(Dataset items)
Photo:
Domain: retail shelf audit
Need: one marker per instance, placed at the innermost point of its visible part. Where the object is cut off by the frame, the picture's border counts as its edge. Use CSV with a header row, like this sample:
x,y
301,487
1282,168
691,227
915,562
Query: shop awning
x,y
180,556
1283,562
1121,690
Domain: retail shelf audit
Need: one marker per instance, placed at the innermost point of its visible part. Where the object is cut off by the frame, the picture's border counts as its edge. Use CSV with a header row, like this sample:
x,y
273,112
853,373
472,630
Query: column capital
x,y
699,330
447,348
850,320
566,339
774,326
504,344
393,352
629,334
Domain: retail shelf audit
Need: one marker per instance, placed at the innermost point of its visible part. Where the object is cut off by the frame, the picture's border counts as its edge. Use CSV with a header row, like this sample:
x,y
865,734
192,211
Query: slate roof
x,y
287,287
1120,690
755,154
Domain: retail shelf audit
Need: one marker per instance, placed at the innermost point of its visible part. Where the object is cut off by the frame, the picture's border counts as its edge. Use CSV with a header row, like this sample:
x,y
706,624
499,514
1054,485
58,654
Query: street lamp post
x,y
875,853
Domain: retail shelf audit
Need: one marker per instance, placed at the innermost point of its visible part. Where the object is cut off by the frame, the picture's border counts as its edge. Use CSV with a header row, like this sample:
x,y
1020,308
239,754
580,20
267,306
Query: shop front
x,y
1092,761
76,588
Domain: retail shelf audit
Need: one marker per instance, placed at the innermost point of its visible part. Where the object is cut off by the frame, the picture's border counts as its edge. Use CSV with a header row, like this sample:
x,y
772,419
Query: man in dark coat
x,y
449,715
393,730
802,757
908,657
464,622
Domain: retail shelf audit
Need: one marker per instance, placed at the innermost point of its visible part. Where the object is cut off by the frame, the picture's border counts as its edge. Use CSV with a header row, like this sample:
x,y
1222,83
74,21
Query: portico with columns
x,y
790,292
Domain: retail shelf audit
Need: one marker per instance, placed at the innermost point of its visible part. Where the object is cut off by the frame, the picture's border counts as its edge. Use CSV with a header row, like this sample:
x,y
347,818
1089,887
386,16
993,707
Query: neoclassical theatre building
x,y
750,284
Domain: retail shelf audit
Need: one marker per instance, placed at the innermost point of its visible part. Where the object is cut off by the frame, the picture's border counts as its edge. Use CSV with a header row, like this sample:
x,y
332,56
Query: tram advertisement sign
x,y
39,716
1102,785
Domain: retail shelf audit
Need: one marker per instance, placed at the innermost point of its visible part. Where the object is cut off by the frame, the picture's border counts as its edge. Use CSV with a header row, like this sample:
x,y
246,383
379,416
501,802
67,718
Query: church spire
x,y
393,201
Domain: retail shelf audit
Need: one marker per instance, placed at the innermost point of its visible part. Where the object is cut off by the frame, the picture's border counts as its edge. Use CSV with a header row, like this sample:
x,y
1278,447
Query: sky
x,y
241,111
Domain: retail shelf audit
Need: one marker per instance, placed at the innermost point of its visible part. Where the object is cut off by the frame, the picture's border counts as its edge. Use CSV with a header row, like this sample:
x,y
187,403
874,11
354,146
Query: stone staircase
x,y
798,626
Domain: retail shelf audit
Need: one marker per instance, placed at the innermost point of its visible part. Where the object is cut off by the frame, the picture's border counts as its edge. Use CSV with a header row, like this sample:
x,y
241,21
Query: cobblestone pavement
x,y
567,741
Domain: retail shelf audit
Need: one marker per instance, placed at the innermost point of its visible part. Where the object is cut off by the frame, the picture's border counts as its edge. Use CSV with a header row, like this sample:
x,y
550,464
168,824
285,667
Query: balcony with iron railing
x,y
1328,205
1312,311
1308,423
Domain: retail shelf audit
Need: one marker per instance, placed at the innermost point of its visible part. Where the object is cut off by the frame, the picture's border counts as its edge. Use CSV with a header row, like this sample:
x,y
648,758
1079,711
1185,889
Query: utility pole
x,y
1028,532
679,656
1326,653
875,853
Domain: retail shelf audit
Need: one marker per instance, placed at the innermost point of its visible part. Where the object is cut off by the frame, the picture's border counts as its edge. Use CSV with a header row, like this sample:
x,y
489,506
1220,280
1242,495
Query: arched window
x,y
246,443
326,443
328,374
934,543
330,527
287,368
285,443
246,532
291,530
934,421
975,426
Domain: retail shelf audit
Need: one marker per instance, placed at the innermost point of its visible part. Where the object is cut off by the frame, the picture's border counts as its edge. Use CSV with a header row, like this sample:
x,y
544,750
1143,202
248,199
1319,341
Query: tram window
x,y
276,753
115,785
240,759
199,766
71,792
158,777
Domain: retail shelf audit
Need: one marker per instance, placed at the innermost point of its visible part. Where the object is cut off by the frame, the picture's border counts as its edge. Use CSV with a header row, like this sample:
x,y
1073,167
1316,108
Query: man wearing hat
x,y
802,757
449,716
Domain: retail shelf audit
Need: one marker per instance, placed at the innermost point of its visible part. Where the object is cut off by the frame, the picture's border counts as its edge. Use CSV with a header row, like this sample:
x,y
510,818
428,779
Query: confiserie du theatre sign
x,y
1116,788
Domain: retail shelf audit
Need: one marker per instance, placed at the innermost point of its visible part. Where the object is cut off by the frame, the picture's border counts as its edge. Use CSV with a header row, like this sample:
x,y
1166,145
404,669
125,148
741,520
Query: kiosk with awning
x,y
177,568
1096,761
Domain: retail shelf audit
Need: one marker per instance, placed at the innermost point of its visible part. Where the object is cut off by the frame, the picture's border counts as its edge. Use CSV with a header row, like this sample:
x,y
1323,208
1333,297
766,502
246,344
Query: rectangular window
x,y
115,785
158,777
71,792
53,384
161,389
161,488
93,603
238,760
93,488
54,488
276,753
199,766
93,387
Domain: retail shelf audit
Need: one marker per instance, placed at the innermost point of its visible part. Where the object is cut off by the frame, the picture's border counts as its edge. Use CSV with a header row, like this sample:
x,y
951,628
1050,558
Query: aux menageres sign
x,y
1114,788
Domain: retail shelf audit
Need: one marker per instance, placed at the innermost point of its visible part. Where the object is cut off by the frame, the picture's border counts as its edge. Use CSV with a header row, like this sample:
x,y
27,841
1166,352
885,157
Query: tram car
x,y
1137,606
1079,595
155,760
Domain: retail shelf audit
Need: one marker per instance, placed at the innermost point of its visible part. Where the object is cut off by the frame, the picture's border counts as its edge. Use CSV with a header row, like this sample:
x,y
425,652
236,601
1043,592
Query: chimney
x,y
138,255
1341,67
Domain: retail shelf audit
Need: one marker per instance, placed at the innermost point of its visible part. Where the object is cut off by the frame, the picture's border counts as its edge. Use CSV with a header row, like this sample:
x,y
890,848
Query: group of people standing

◆ **TASK PROMPT**: Every line of the data above belongs in the answer, unchanged.

◆ **TASK OUTPUT**:
Photo:
Domain: retail shelf audit
Need: one marker per instance, placed at the innermost point of its visible part. Where the object is cut off by the frame, the picture's border counts as its edge. Use CSV with a header row, like this sample:
x,y
301,487
1282,168
691,227
915,562
Query: shop awning
x,y
180,556
1283,562
1121,690
Domain: retail shelf audit
Need: one marker per instance, placed at the innermost point of its visible part. Where the object is cut off by the frame, the picture's border counts as its edge. Use CSV with a header row, like this sample:
x,y
273,112
853,373
472,630
Query: column capital
x,y
699,330
447,348
850,320
566,339
774,326
504,344
393,352
629,334
Domain: retail shelf audit
Need: one marker per instance, placed at the innermost point of its visible part. Where the object is cut off by the frame, the picture's border counts as its edge. Use CSV with a header row, like this sample:
x,y
865,734
192,211
Query: slate roof
x,y
287,287
1120,690
755,154
Domain: retail shelf audit
Need: one marker per instance, placed at the innermost point of its visible part. Where the object is cut off by the frame, the picture's border counts as its edge. Use CSV with a header row, like this sample:
x,y
706,624
499,514
1054,485
58,654
Query: street lamp post
x,y
875,853
Domain: retail shelf audit
Need: one marker per instance, placed at the innermost point of its visible part. Where the object is cut off by the frame, the picture's border counts as its edge. Use CSV with a header row, like this sample:
x,y
1020,308
239,754
580,20
267,306
Query: shop front
x,y
1092,761
76,588
Domain: retail shelf audit
Need: one marker per instance, placed at the innermost point of its visible part. Where the object is cut off by the frame, the picture's border counts as its edge. Use CSV with a header row, like this sample:
x,y
772,419
Query: man in dark coat
x,y
449,715
393,730
802,757
908,657
464,622
Domain: retail shelf audit
Need: one marker per instance, placed at the innermost point of its visible part. Where the object is cut off by the frame, the picture's border counts as its edge. Use CSV with a header row, like this sample:
x,y
1222,83
74,21
Query: portico with columns
x,y
790,292
Domain: retail shelf audit
Need: one marker per instance, placed at the innermost point of its visible part. Where the object is cut off by the frame, the picture's border counts as its edge. Use CSV with a header row, like this sample:
x,y
347,818
1089,887
386,16
993,707
Query: neoclassical theatre building
x,y
750,284
Domain: retail shelf audit
Need: one marker per instance, placed at the innermost point of its visible part. Where the object is cut off by the frame, the picture's border counts as its edge. Use CSV with a header row, like this sample:
x,y
332,56
Query: tram advertisement sign
x,y
39,716
1102,785
Domain: retail shelf audit
Need: one marker per instance, placed at the innermost point of its visible part. Where the object is cut off by the frame, the picture's border counts as its edge. Use CSV with a header row, like this sample:
x,y
246,383
379,416
501,802
67,718
Query: church spire
x,y
393,201
Domain: retail shelf audit
Need: one marker per instance, placed at the innermost point of its visible part. Where the object is cut off by the frame, the picture's border counts as its edge. Use CSV with a header row, like this sample:
x,y
1278,447
Query: sky
x,y
241,111
Domain: retail shelf audit
Need: one marker per instance, placed at the innermost point of its visible part. Where the object is cut off by the frame, the picture's border counts as its edge. Use CSV with a header row, like this sample:
x,y
187,403
874,11
354,146
Query: stone staircase
x,y
798,626
Domain: retail shelf audit
Need: one marker per instance, placed at the innermost point of its visible part. Where the object is cut off by the frame, the picture's border counts as its edge. Use CSV with a header row, like this sample:
x,y
241,21
Query: cobblestone pavement
x,y
567,741
Domain: retail shelf audit
Need: one marker per instance, placed at the innermost point of its visible part. Where the object is cut off by the frame, the picture's border counts as its edge. Use CSV with a header row, like this sample:
x,y
550,464
168,824
285,667
Query: balcony with iron railing
x,y
1328,205
1312,311
1308,423
Domain: retail shelf audit
Need: one marker per instance, placed at the innermost point of its visible part. Where the object is cut off by the frame, the picture's border counts as its edge. Use CSV with a header row, like this sample:
x,y
648,758
1079,711
1185,889
Query: utility pole
x,y
1028,532
679,656
1326,653
875,853
Domain: retail shelf audit
Need: one marker per instance, placed at the innermost point of its visible part. Where the object is cut off by the frame, the picture's border counts as its edge. Use CSV with a header row, like this sample:
x,y
489,506
1220,280
1242,495
Query: arched window
x,y
246,443
326,443
328,374
934,543
330,527
287,368
285,443
246,532
291,530
934,421
975,426
Domain: retail shelf audit
Need: one marker per instance, placed at the innermost point of its visible part. Where the object is cut off by the frame, the picture's border counts as its edge. Use CSV with a header row, like this sample:
x,y
544,750
1143,202
248,199
1319,341
Query: tram window
x,y
276,753
115,785
240,759
199,766
71,792
158,777
Domain: retail shelf audit
Need: one marker per instance, placed at the innermost point of its visible part. Where the object is cut off by the frame, the picture's border counts as its edge. Use CSV with a header row, like this sample:
x,y
1073,167
1316,108
Query: man wearing hat
x,y
802,757
449,716
Domain: retail shelf audit
Need: one marker per instance, placed at the innermost point of its visible part. Where the object is cut off by the frame, the picture's border counts as its edge. Use CSV with a header row, like this sample:
x,y
510,818
428,779
Query: confiserie du theatre sign
x,y
1116,788
Domain: retail shelf audit
Need: one marker per instance, placed at the innermost point of its visible part. Where the object is cut off by the frame, the picture's border counts as its edge. Use CSV with a header row, like this sample:
x,y
1166,145
404,669
125,148
741,520
Query: kiosk with awning
x,y
177,568
1096,761
Domain: retail shelf audit
Need: one marker per instance, placed at the innermost point of its visible part. Where the object is cut off by the frame, the picture's border counts as its edge. Use CSV with a header row, like this sample:
x,y
1323,208
1333,297
766,502
246,344
Query: rectangular window
x,y
115,785
158,777
71,792
53,384
161,389
161,488
93,603
238,760
93,488
54,488
276,753
199,766
93,387
Domain: retail shelf audit
Need: one marker per instance, placed at the innermost point of its visible part. Where the object is cut off by the frame, the picture's border counts as its edge. Use CSV with a header row, like this sample:
x,y
951,628
1050,558
Query: aux menageres sign
x,y
1114,788
Domain: retail shelf audit
Need: one marker per instance, placed at the innermost point of its visible part. Where the object is cut off by the frame, the picture's border counts as its edge. Use CSV with a header row, like this sample:
x,y
27,841
1166,352
885,157
Query: tram car
x,y
1137,606
1079,595
155,760
Domain: retail shelf audit
Need: one marker per instance, placed at the innermost point of its visible part. Where the object is cut off by the frame, the picture's border counts as its edge. Use CSV with a header row, like this sample:
x,y
425,652
236,601
1043,592
Query: chimney
x,y
138,255
1341,67
Domain: retail shelf audit
Need: one marker per instance, placed at the innermost point of its visible part. Where the object is cut off by the frame, the picture's border counts as its edge. Use CSV with a header row, like this sample:
x,y
890,848
Query: group of people standing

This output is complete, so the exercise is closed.